Problem description => Rewrite the lines below as a JSON list of strings, one string per line, skipping any blank lines. Don't include the pictures in your answer.

Examples of point labeling:
══════════════════════════════

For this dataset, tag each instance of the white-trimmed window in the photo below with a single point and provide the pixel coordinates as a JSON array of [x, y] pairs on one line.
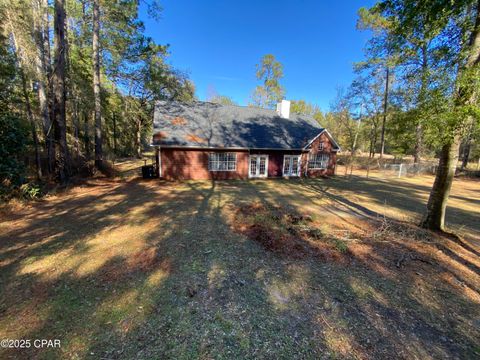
[[318, 161], [222, 161]]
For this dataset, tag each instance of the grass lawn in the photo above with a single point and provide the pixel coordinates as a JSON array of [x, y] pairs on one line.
[[148, 269]]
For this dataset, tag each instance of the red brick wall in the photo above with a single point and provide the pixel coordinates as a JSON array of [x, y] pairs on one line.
[[182, 164], [275, 160], [314, 149]]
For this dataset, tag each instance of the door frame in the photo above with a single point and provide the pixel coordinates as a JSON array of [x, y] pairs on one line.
[[299, 168], [258, 166]]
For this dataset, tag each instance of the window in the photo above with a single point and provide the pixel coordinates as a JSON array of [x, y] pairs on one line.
[[318, 161], [222, 161]]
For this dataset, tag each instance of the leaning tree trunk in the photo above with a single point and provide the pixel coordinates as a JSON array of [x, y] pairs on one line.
[[58, 78], [437, 203], [435, 216], [466, 151], [96, 84]]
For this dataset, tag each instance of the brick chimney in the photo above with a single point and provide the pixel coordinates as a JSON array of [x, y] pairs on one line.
[[283, 109]]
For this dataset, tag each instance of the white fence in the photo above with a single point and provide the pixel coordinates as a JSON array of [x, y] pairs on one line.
[[402, 170]]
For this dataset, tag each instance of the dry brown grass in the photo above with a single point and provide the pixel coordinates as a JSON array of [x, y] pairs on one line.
[[331, 268]]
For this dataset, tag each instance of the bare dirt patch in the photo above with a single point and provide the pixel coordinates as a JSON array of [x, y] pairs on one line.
[[287, 232]]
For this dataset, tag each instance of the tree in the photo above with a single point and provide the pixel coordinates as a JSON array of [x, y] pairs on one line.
[[269, 71], [464, 111], [380, 55], [96, 84], [58, 78]]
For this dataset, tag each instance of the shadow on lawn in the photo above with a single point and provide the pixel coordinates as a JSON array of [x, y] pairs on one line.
[[196, 290]]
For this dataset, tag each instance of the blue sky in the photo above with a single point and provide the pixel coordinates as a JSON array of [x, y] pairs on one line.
[[218, 44]]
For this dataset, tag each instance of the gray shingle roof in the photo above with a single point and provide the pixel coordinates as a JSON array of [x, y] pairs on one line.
[[205, 124]]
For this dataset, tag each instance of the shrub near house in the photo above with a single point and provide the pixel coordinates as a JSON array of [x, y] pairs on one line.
[[202, 140]]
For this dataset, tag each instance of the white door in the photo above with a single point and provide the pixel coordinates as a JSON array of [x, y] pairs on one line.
[[258, 166], [291, 165]]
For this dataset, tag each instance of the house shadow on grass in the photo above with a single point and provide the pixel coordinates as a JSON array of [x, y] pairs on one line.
[[144, 270]]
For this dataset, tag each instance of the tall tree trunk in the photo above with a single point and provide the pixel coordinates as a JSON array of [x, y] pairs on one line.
[[466, 151], [96, 84], [138, 139], [437, 203], [40, 63], [434, 218], [114, 118], [47, 62], [31, 120], [28, 106], [86, 137], [58, 78], [422, 95], [385, 109]]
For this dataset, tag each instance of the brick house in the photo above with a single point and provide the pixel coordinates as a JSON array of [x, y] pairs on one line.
[[202, 140]]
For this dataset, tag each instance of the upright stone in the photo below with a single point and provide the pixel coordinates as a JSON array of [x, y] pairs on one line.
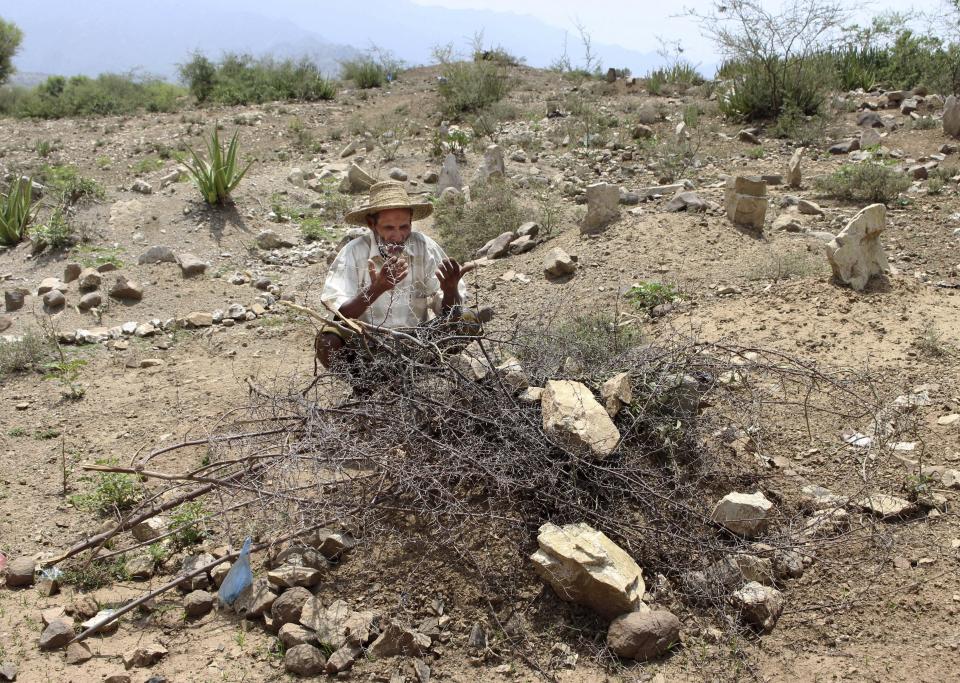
[[603, 207], [856, 254], [746, 200], [793, 168], [951, 116], [584, 566], [492, 166], [449, 175], [574, 417]]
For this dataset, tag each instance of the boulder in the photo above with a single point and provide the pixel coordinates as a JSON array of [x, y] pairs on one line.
[[71, 272], [951, 116], [584, 566], [54, 299], [191, 266], [197, 603], [126, 289], [13, 299], [687, 201], [746, 202], [356, 180], [270, 239], [744, 514], [572, 416], [90, 278], [292, 635], [558, 263], [603, 207], [794, 175], [89, 300], [449, 175], [56, 635], [617, 392], [759, 605], [157, 254], [20, 572], [286, 609], [643, 635], [856, 254]]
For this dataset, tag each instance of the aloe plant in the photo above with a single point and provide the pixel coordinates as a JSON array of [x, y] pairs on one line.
[[218, 177], [16, 211]]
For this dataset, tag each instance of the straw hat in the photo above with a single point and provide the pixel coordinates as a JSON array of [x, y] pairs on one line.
[[388, 195]]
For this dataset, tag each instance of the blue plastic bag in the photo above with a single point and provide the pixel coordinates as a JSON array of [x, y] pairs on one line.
[[239, 577]]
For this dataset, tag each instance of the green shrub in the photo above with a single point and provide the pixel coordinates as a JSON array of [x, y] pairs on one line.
[[113, 492], [56, 233], [242, 79], [71, 187], [365, 73], [469, 86], [29, 352], [105, 95], [186, 523], [762, 89], [16, 211], [463, 228], [648, 295], [863, 182], [219, 176]]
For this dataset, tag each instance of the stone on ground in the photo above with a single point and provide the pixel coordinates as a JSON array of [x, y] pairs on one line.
[[746, 202], [603, 207], [643, 635], [584, 566], [951, 116], [304, 660], [745, 514], [573, 416], [856, 254], [558, 263], [56, 635], [759, 605]]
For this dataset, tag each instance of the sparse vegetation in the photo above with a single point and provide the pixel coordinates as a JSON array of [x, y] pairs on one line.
[[16, 211], [464, 228], [220, 174], [648, 295], [863, 182], [244, 79], [469, 86]]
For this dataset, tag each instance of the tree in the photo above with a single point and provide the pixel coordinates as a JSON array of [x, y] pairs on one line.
[[10, 38], [773, 52]]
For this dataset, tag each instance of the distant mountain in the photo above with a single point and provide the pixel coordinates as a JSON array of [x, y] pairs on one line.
[[152, 38]]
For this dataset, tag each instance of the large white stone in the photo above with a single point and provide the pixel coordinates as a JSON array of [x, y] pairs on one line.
[[951, 116], [746, 202], [573, 416], [743, 513], [603, 207], [584, 566], [856, 254]]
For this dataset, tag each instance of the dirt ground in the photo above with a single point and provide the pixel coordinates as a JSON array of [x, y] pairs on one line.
[[850, 617]]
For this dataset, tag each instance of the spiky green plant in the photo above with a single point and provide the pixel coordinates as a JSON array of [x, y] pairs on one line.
[[16, 211], [218, 177]]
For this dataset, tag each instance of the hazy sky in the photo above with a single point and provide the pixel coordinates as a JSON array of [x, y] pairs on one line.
[[636, 24]]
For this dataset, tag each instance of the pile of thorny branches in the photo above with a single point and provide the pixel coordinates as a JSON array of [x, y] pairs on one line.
[[427, 448]]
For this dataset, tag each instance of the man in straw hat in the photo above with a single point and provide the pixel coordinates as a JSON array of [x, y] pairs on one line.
[[393, 276]]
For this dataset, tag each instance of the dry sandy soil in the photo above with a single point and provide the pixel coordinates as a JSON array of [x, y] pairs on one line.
[[876, 616]]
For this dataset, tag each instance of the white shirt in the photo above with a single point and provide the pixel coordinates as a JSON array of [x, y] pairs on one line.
[[416, 299]]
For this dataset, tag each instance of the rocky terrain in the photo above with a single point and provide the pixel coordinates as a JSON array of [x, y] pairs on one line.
[[172, 306]]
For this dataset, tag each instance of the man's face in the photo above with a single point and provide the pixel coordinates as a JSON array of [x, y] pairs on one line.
[[393, 227]]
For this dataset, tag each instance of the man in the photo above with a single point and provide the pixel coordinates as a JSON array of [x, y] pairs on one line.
[[393, 276]]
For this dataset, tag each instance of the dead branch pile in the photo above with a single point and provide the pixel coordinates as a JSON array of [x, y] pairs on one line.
[[437, 456]]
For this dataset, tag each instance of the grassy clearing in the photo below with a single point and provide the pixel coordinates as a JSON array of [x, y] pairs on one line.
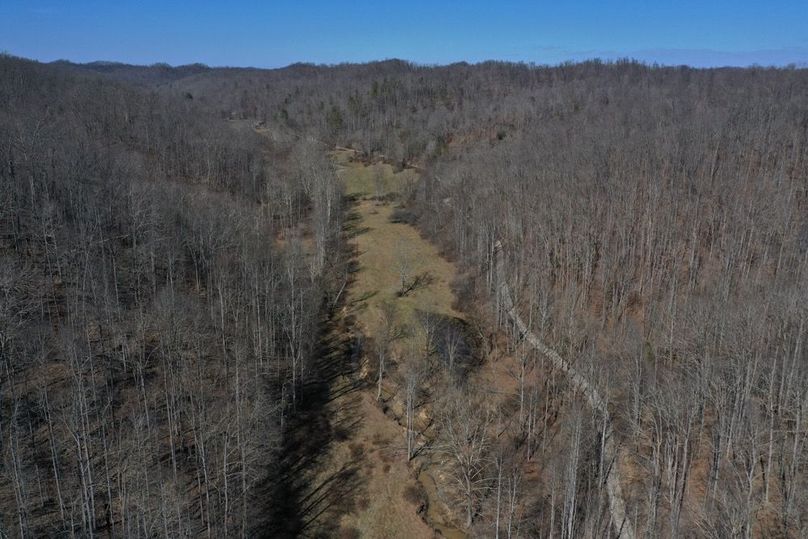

══════════════════════════════

Exercise solution =>
[
  "For this dataset, tag each instance of the white-trimmed window in the photo below with a single point and provide the pixel coordinates as a JSON array of [x, y] pairs on one line.",
  "[[318, 161], [222, 161]]",
  "For this dataset, tag each instance of the grass lawn in the photo above with a single point and provide the pixel coordinates as a JSON array of [x, y] pairs on one line.",
  "[[148, 269]]",
  "For this dataset, tag each instance of the red brick wall in the photo above with a single point and provide the pixel coordinates as a JSON array of [x, y] pairs on one line.",
  "[[182, 164], [275, 160], [314, 149]]",
  "For this dataset, tag each instance of the door frame in the photo above with a single point and provide the pixel coordinates as a JSON array of [x, y] pairs on one line.",
  "[[299, 168], [258, 166]]",
  "For this dataset, tag each instance of the window in the photo above with a single point and provide the pixel coordinates as a JSON array of [x, y] pairs on one line.",
  "[[318, 161], [222, 161]]",
  "For this dataset, tag each instance of the leaning tree trunk in the photo above with a single point and provide the pixel coordinates as a JSON array of [x, y] pairs on one line.",
  "[[58, 78], [437, 203], [435, 216], [466, 151], [96, 84]]",
  "For this dataset, tag each instance of the brick chimney in the photo above with a single point and provide the pixel coordinates as a JSON array of [x, y] pairs on one line.",
  "[[283, 109]]",
  "For this dataset, tag each instance of the white fence in the photo above with a single point and provide the pixel coordinates as a JSON array of [x, y] pairs on one line.",
  "[[402, 170]]",
  "For this dataset, tag each instance of the dry brown grass in the photo above with a single point and provide the pixel coordinates as a JSON array of [x, y] pairs on one line.",
  "[[331, 268]]",
  "For this dataset, tag each instance of the bare dirt patch in the photo above with a single point and provide the pixel coordinates as a JSON array of [x, y] pairs on one line.",
  "[[287, 232]]",
  "For this dataset, tag each instance of the tree in the photo above with a single point and provide the pixel coordinates as a JSON array of [x, y] pairs on one line.",
  "[[269, 71], [464, 111], [380, 55], [96, 84], [58, 78]]",
  "For this dataset, tag each instance of the shadow on lawn in the photo above with a single point and provide the pixel coordinates as a JSON array of [x, y] pairs on one line.",
  "[[196, 290]]",
  "For this dataset, tag each instance of the blue sky in the photo above with a single point and provide the pixel coordinates as a JSON array of [x, y] pairs on one line.",
  "[[218, 44]]",
  "For this dataset, tag each instance of the gray shingle roof in the photo above with a single point and provide the pixel coordinates as a JSON array of [x, y] pairs on one line.",
  "[[205, 124]]",
  "For this dataset, tag each instance of the shrub near house in the photo above with a single point and provide the pixel coordinates as a JSON array of [x, y] pairs on one line.",
  "[[202, 140]]",
  "For this dataset, tag each instance of the white door in the photo above with a single point and provide the pixel coordinates as a JSON array of [x, y] pairs on one line.",
  "[[258, 166], [291, 165]]",
  "For this dataset, tag each instance of the house shadow on grass in the photo above with a single point and provide the pixel coordinates as a JSON array of [x, y] pairs on one line.",
  "[[144, 270]]",
  "For this dataset, tag each instance of the tall tree trunk in the photo above with a single point and provide the pixel coordinates as a JSON array of [x, y] pairs on one line.",
  "[[466, 151], [96, 84], [138, 139], [437, 203], [40, 63], [434, 218], [114, 118], [47, 62], [31, 120], [28, 106], [86, 137], [58, 78], [422, 95], [385, 109]]",
  "For this dataset, tag each instance of the brick house in the photo above with a single point and provide the pixel coordinates as a JSON array of [x, y] pairs on one line.",
  "[[202, 140]]",
  "For this dataset, tag each instance of the upright stone in the photo below with a single point and provide the pixel coordinates as a JSON array of [x, y] pairs on one line.",
  "[[603, 207], [856, 254], [746, 200], [793, 168], [951, 116], [584, 566], [492, 166], [449, 175], [574, 417]]",
  "For this dataset, tag each instance of the boulder in the photo above with a single point and provide the pixel coordinates as a JSON array of [x, y] pairs on one line.",
  "[[71, 272], [951, 116], [584, 566], [54, 299], [191, 266], [197, 603], [126, 289], [13, 299], [687, 201], [746, 202], [356, 180], [270, 239], [744, 514], [572, 416], [90, 278], [292, 635], [558, 263], [603, 207], [794, 175], [89, 300], [449, 175], [56, 635], [617, 392], [759, 605], [157, 254], [20, 572], [286, 609], [643, 635], [856, 254]]",
  "For this dataset, tag each instance of the aloe plant in the photo above with a single point and provide the pixel coordinates as a JSON array of [x, y] pairs on one line.",
  "[[218, 177], [16, 211]]",
  "For this dataset, tag each instance of the straw hat in the photo above with a single point and provide the pixel coordinates as a JSON array of [x, y] pairs on one line.",
  "[[388, 195]]",
  "For this dataset, tag each instance of the blue plastic bag in the photo above with a single point and provide the pixel coordinates as a JSON array of [x, y] pairs on one line.",
  "[[239, 577]]",
  "For this dataset, tag each instance of the green shrub in the photo above with a single point and provide the pixel coordinates as a JSON array of [x, y] pairs on one line.",
  "[[113, 492], [56, 233], [242, 79], [71, 187], [365, 73], [469, 86], [29, 352], [105, 95], [186, 523], [762, 89], [16, 211], [463, 228], [648, 295], [863, 182], [219, 176]]",
  "For this dataset, tag each instance of the stone on ground in the photo above with a single point and provide the pixel coordinates as a JSON array of [x, y] pairs on one line.",
  "[[746, 202], [603, 207], [643, 635], [584, 566], [951, 116], [304, 660], [745, 514], [573, 416], [856, 254], [558, 263], [56, 635], [759, 605]]",
  "For this dataset, tag each instance of the sparse vegetation in the photo above with a single point and provide the pixel coordinates as a JSON array of [x, y] pairs on one line.",
  "[[16, 211], [464, 228], [220, 174], [648, 295], [863, 182], [244, 79], [469, 86]]",
  "For this dataset, tag each instance of the tree in the photo above with a single point and provide the pixel coordinates as a JSON array of [x, y] pairs on one line.",
  "[[10, 38], [773, 52]]",
  "For this dataset, tag each instance of the distant mountain in the photo above with a single point and provide the pixel coordinates as a JSON array of [x, y] pairs on one line.",
  "[[152, 38]]",
  "For this dataset, tag each instance of the large white stone in the photo above with a single point and provide the pixel coordinates as a JSON array of [x, y] pairs on one line.",
  "[[951, 116], [746, 202], [573, 416], [743, 513], [603, 207], [584, 566], [856, 254]]",
  "For this dataset, tag each instance of the dirt ground in the photo above with a single point and provide the pixel coordinates as a JSON array of [x, y] pairs on one line.",
  "[[850, 617]]",
  "For this dataset, tag each instance of the spiky green plant in the photo above with a single point and provide the pixel coordinates as a JSON array of [x, y] pairs on one line.",
  "[[16, 211], [218, 177]]",
  "For this dataset, tag each instance of the hazy sky in the photo above with a single point and provide the pixel coordinates as a JSON array of [x, y] pairs on one line.",
  "[[636, 24]]",
  "For this dataset, tag each instance of the pile of thorny branches in the photo above with a single point and provide the pixel coordinates as a JSON array of [x, y] pairs on one line.",
  "[[427, 448]]",
  "For this dataset, tag each instance of the man in straw hat in the photo above with a single point and provide the pixel coordinates as a JSON array of [x, y] pairs on one line.",
  "[[393, 276]]",
  "For this dataset, tag each instance of the dry sandy soil in the photo above with a single point and provide the pixel coordinates as a JSON array of [x, y] pairs on one line.",
  "[[876, 616]]",
  "For this dataset, tag each instance of the white shirt in the photo above with a single point and provide the pixel coordinates as a JSON array of [x, y] pairs on one line.",
  "[[416, 299]]",
  "For this dataset, tag each instance of the rocky terrain in the photo above with a single point and provide the pixel coordinates as a JSON array of [x, y] pairs on one line.",
  "[[172, 306]]",
  "For this dataset, tag each instance of the man's face in the photo above with a single point and provide the pixel coordinates as a JSON array of [x, y] pairs on one line.",
  "[[393, 227]]",
  "For this dataset, tag each instance of the man in the photo above with a single point and provide the pixel coordinates as a JSON array of [x, y] pairs on one line.",
  "[[393, 276]]",
  "For this dataset, tag each instance of the dead branch pile in the photo above with a single point and provide the pixel coordinates as a JSON array of [x, y] pairs on one line.",
  "[[437, 456]]",
  "For this dataset, tag each instance of the grassy clearing in the photo below with a single point and provide the pixel coordinates as a JSON array of [x, y] pairs on one line."
]